§ Фрагмент документа
══════

Еще раз о русском характере

К заявленной в заголовке теме даже подступаться страшно. В первом приближении она кажется прозрачно ясной, но начнешь размышлять всерьез – нет ничего сложнее и запутаннее.

Мы все «знаем», что такое «русский национальный характер», наши представления о нем кажутся нам совершенно естественными и бесспорными. Мы даже не замечаем, что каждодневные опыты самой что ни на есть обыденной жизни напрочь опровергают эти представления.

Начнем с того, что в эмпирической действительности не существует некоего единого характера, присущего всем русским людям (или их большинству). Если судить по гиппократовым типам темперамента, то можно ли с уверенностью сказать, какой из них – флегматический, сангвинический, холерический, меланхолический – у нас преобладает? Не менее затруднительно посчитать, кого среди русских больше – экстравертов или интровертов. Абсурдно обращаться к астрологии – созвездия по определению космополитичны…

Никакой научной или антинаучной методикой вы не «уловите» «единого и неделимого» русского человека. Доверьтесь лучше своим глазам и непредубежденно посмотрите вокруг - на родных, друзей, сослуживцев: вы поразитесь, насколько они не похожи друг на друга.

Вспомните, наконец, курсы отечественной словесности и истории.

«Что общего у Пушкина, Достоевского, Толстого? – вопрошал в 1938 году Георгий Федотов. – Попробуйте вынести общее за скобку – окажется так ничтожно мало, просто пустое место».

Продолжим этот ряд. Что общего у Лермонтова, Тургенева, Лескова? Или у Тютчева, Гончарова, Горького? Возьмем мыслителей – Чаадаева, Леонтьева, Розанова. Художников – Саврасова, Шишкина, Нестерова. Ученых – Ломоносова, Лобачевского, Буслаева. Полководцев - Суворова, Кутузова, Жукова. Государственных мужей - Потемкина, Сперанского, Столыпина. Наших недавних президентов – Горбачева, Ельцина, Путина... Какой пестрый калейдоскоп своеобычных лиц (а ведь в нашем списке только мужчины, если добавить представительниц прекрасного пола, картина окажется еще разнообразнее)! Да, все они – русские, но дать этой самой русскости какое-то однозначное определение невозможно.

══════

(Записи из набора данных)
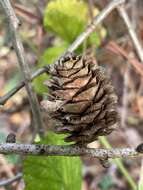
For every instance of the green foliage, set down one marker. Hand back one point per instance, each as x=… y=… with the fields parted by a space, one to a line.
x=48 y=57
x=52 y=173
x=106 y=183
x=67 y=19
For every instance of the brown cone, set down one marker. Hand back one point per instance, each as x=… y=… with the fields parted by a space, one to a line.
x=82 y=101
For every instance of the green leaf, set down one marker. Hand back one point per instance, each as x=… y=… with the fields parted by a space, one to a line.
x=69 y=18
x=53 y=172
x=48 y=57
x=65 y=18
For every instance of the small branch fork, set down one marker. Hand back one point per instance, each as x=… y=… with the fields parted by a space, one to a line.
x=67 y=150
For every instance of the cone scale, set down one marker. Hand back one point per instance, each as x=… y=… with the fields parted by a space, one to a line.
x=82 y=102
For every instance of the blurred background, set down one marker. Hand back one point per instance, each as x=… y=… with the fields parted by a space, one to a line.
x=47 y=29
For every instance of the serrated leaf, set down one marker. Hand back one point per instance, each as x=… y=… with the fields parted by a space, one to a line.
x=68 y=19
x=65 y=18
x=48 y=57
x=52 y=173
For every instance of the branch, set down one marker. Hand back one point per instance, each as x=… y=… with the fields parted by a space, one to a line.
x=5 y=98
x=13 y=24
x=67 y=150
x=11 y=180
x=131 y=31
x=97 y=20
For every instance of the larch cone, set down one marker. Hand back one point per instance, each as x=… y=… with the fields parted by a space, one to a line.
x=82 y=101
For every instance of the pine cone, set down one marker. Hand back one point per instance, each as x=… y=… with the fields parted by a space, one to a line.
x=82 y=101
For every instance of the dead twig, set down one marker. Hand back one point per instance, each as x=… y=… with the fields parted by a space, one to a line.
x=131 y=31
x=96 y=21
x=13 y=24
x=67 y=150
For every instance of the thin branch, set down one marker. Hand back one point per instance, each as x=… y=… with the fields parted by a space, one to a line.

══════

§ Условие задачи 1
Сократите абзац фрагмента о русском характере, начинающийся словами «Начнем с того, что», сохранив его основные факты.
§ Условие задачи 2
Выведите без изменений отрывок фрагмента о русском характере от слов «Еще раз о русском» до слов «опровергают эти представления.» включительно.

§ Результат 1
В действительности нет единого характера, присущего всем русским или их большинству. По гиппократовым типам темперамента (флегматический, сангвинический, холерический, меланхолический) нельзя уверенно сказать, какой из них у русских преобладает. Так же трудно подсчитать, кого среди русских больше: экстравертов или интровертов. Обращаться к астрологии абсурдно, потому что созвездия по определению космополитичны.

§ Результат 2
Еще раз о русском характере

К заявленной в заголовке теме даже подступаться страшно. В первом приближении она кажется прозрачно ясной, но начнешь размышлять всерьез – нет ничего сложнее и запутаннее.

Мы все «знаем», что такое «русский национальный характер», наши представления о нем кажутся нам совершенно естественными и бесспорными. Мы даже не замечаем, что каждодневные опыты самой что ни на есть обыденной жизни напрочь опровергают эти представления.